WHAT IS ASKED: Extract every item below verbatim, reproducing each line without any change.

Excerpts from location labeling data
__________
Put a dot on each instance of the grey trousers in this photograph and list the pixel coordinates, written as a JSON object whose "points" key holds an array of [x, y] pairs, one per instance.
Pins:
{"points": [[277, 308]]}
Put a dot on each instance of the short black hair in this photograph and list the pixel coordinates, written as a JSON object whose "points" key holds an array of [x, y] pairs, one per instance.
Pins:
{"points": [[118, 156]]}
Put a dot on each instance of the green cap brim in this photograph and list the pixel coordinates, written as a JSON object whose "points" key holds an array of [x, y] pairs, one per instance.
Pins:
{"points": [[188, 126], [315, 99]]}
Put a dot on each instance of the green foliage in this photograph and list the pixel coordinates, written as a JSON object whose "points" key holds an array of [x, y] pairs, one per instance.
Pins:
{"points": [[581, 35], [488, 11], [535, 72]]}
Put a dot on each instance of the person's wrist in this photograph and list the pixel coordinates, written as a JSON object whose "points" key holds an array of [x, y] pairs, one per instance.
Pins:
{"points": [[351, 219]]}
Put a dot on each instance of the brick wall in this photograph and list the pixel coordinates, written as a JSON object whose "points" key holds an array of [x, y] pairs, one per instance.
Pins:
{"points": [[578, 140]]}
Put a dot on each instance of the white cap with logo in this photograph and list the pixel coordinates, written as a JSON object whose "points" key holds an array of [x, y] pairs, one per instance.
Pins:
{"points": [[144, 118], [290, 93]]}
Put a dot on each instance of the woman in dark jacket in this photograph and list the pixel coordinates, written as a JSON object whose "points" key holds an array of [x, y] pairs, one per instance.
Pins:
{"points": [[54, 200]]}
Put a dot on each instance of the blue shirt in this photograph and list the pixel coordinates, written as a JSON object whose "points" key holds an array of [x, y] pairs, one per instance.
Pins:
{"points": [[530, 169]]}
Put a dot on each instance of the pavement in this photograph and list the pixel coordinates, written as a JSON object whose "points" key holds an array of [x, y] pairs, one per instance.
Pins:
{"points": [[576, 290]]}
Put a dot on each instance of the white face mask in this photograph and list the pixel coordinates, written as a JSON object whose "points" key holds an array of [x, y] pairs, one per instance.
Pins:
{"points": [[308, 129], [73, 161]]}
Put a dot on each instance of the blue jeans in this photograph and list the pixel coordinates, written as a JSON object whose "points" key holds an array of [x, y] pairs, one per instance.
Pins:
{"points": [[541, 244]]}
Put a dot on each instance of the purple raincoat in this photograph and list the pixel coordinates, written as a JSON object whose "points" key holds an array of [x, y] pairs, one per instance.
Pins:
__________
TASK ANSWER:
Put a dot on each instance of the grey trousers in this photograph and list the pixel coordinates, written as a JSON object whose "points" key holds an array of [x, y] pairs, one per instance.
Pins:
{"points": [[277, 308]]}
Put a dot on each instance of the short black hair in this photograph and list the pixel coordinates, written as a JSON object whose "points" key holds an array of [x, y] pairs, one per instance.
Pins:
{"points": [[118, 156]]}
Put a dot on each instance of the green cap brim in this photograph and list the pixel coordinates, written as a JSON object whose "points" key holds an array of [x, y] pairs, one per instance.
Pins:
{"points": [[188, 126], [315, 99]]}
Put a dot on each instance of the green foliage in this photograph and list the pixel coordinates, written as a JSON object whose "points" key holds an array of [x, y] pairs, one per instance.
Pins:
{"points": [[581, 35], [488, 11], [535, 72]]}
Put a dot on each instance of the person's wrist in this photograph and list the pixel coordinates, written as a JSON object whose "points" key holds an array of [x, y] pairs, one per instance.
Pins:
{"points": [[351, 219]]}
Put a dot on each instance of the brick wall in this photograph and list the pixel coordinates, written as a JSON object whose "points" key holds an array of [x, y] pairs, one per instance.
Pins:
{"points": [[578, 140]]}
Put a dot on each instance of the white cap with logo in this photograph and list the pixel coordinates, written as a JSON object whose "points" key holds an array of [x, y] pairs, one per instance.
Pins:
{"points": [[144, 118], [290, 93]]}
Put a dot on each instance of the woman in dark jacket in this photograph and list the pixel coordinates, written as a JSON object whose "points" key holds an array of [x, y] pairs, one per instance.
Pins:
{"points": [[54, 200]]}
Put a dot on each instance of the blue shirt in this photograph and list the pixel coordinates, written as a JSON object whose "points" key holds an array of [x, y] pairs, one per instance.
Pins:
{"points": [[530, 169]]}
Put a dot on each instance of the pavement in this photograph and list the pixel coordinates, written as a JSON object whose "points" key holds an array of [x, y] pairs, one per instance.
Pins:
{"points": [[576, 290]]}
Put a dot on each instance of the white face mask in this photograph and list the pixel coordinates, written as a JSON object whose "points" key holds an array of [x, y] pairs, one per instance.
Pins:
{"points": [[308, 129], [73, 161]]}
Put a dot on each instance of the blue jeans in this photograph and list the pixel coordinates, written as a JSON object whose "points" key holds an array of [x, y] pairs, one per instance.
Pins:
{"points": [[541, 244]]}
Put a dot on each instance of the purple raincoat in this photograph and list the pixel coordinates, written as a JSON object whose "points" key holds an array of [x, y] pairs, one per instance.
Pins:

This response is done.